▶ **課題の詳細**
『発狂した宇宙』の論評のうち、「フレドリック・ブラウン」で始まり「クりながらも努力をはじめる。」まで続く部分を、一字一句違えずに打ち直してください。

はるの魂 丸目はるのSF論評


発狂した宇宙
WHAT MAS UNIVERSE

フレドリック・ブラウン
1949



 時は1954年のアメリカ。いよいよ宇宙時代に入ろうとしていた。まずは、ロケットを月に送り込み、月にぶつけて「バートン式電位差発生装置」により、静電気発光をさせて地球から光を観察しようという実験が行われた。それを眺めようと思っていたSFパルプ雑誌編集長のキース・ウィンストンは、社長の邸宅に招かれていた。
 ところが、実験は大失敗したらしい。
 気がつくと、彼は爆発に巻き込まれ、違う地球にたどりついていた。
 1954年のアメリカだが、宇宙旅行はあたりまえ、月や金星、火星に植民し、月人が地球に訪ねてきたり、アルクトゥールス星とは戦争をしているらしい。ドルは使えず、クレジットという単位が流通する世界。そう、そこは無限にあるパラレルワールドのひとつ。そして、SFパルプ雑誌が現実となったような世界であった。
 知っているようでまったく異なる世界に放り込まれたキースは、自分が狂っているのか、世界が狂っているのかを悩みつつ、アルクトゥールス星のスパイと間違われ殺されかかったり、濃霧管制が敷かれているニューヨークで追いはぎに殺されそうになったりしながらも、なんとかこの世界で生きていかなければとパニクりながらも努力をはじめる。
 しかし、そうそうやさしい世界ではない。
 帰りたいよお。ってなものだ。
 1940年代パルプマガジンのくだらなさを逆手に取ったSFパロディ作品であり、永遠の名作である。日本では元々社が最初に翻訳し、その後ハヤカワSFシリーズ入り、そして、1977年に筒井康隆のあとがき付きでハヤカワSF文庫化され、途中、入手しづらい時期もあったが、2005年で21刷を数えるまでになっている。というか、私はこの2005年の表紙新装版を持っているわけだ。
 はずかしながら初読みである。
 この名作「発狂した宇宙」を読んでいなかったのだから、SF読みとしてはなかなか「読んでません」と言えなかったのだが、読んだので言う。「読んでませんでしたー」

▶ **提供された記録**
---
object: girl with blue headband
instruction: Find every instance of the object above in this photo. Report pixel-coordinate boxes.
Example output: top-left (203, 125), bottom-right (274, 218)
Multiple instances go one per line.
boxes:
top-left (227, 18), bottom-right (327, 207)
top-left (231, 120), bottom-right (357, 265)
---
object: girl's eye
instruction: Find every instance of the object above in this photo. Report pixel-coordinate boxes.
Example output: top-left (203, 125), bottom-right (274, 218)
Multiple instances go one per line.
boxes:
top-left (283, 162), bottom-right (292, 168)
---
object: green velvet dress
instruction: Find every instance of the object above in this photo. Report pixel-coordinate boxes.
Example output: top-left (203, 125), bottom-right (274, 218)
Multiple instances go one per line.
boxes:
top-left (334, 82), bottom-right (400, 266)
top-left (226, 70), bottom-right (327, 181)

▶ **完成した課題**
フレドリック・ブラウン
1949



 時は1954年のアメリカ。いよいよ宇宙時代に入ろうとしていた。まずは、ロケットを月に送り込み、月にぶつけて「バートン式電位差発生装置」により、静電気発光をさせて地球から光を観察しようという実験が行われた。それを眺めようと思っていたSFパルプ雑誌編集長のキース・ウィンストンは、社長の邸宅に招かれていた。
 ところが、実験は大失敗したらしい。
 気がつくと、彼は爆発に巻き込まれ、違う地球にたどりついていた。
 1954年のアメリカだが、宇宙旅行はあたりまえ、月や金星、火星に植民し、月人が地球に訪ねてきたり、アルクトゥールス星とは戦争をしているらしい。ドルは使えず、クレジットという単位が流通する世界。そう、そこは無限にあるパラレルワールドのひとつ。そして、SFパルプ雑誌が現実となったような世界であった。
 知っているようでまったく異なる世界に放り込まれたキースは、自分が狂っているのか、世界が狂っているのかを悩みつつ、アルクトゥールス星のスパイと間違われ殺されかかったり、濃霧管制が敷かれているニューヨークで追いはぎに殺されそうになったりしながらも、なんとかこの世界で生きていかなければとパニクりながらも努力をはじめる。